### Stored data entries

◆ ◆ ◆ ◆ ◆

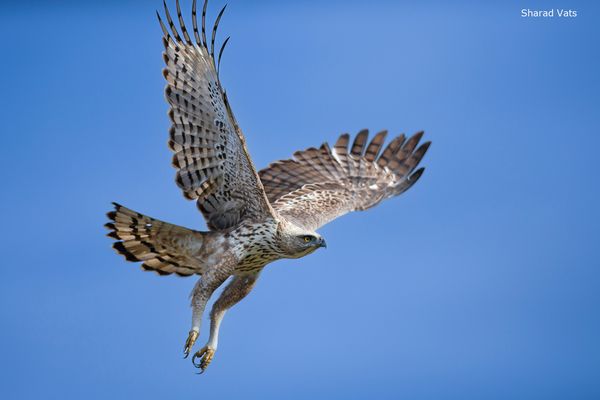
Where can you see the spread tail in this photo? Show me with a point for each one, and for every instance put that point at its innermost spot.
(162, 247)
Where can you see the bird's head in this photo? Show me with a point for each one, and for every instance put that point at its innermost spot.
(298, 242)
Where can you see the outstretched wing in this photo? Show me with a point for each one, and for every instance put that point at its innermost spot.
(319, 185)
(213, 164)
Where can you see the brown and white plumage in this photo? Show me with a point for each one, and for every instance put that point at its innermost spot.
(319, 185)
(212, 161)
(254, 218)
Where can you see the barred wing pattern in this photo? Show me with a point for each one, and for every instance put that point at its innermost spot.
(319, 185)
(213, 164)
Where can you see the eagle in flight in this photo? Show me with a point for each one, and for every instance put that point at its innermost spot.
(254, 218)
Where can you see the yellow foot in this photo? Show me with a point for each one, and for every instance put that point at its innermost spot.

◆ ◆ ◆ ◆ ◆

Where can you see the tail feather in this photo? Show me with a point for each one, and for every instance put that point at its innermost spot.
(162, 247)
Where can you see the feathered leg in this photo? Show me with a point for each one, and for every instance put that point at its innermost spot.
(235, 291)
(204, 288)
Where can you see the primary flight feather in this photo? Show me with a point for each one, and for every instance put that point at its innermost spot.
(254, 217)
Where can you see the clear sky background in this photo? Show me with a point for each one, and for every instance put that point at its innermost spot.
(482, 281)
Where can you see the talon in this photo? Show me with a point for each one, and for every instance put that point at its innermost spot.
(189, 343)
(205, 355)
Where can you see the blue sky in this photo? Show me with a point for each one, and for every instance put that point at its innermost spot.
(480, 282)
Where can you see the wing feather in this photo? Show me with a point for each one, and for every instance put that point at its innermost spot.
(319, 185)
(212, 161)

◆ ◆ ◆ ◆ ◆

From the records above, print exactly the lines that run from the line with "Where can you see the spread" to the line with "Where can you see the yellow", inclusive.

Where can you see the spread tail in this photo? Show me with a point for each one, and for every instance put that point at its innermost spot.
(162, 247)
Where can you see the bird's head in this photo? Show me with a point for each one, and for every instance put that point at its innermost spot.
(298, 242)
Where can you see the outstretched wing in this photo? Show me with a point for each one, and for every instance put that point at its innermost spot.
(319, 185)
(213, 164)
Where can you see the brown and white plumage in this photo? Show me with a point for each one, and for every instance put that point at its innermost spot.
(319, 185)
(212, 161)
(254, 218)
Where can you see the barred wing pattern in this photo? Show me with a point for each one, and for every instance put that point at its innermost spot.
(319, 185)
(213, 164)
Where can you see the eagle in flight in this photo? Show me with a point for each one, and for every instance put that point at its innermost spot.
(254, 218)
Where can you see the yellow foot in this photo? Show me with a point for each one, and for every instance put that point at its innermost spot.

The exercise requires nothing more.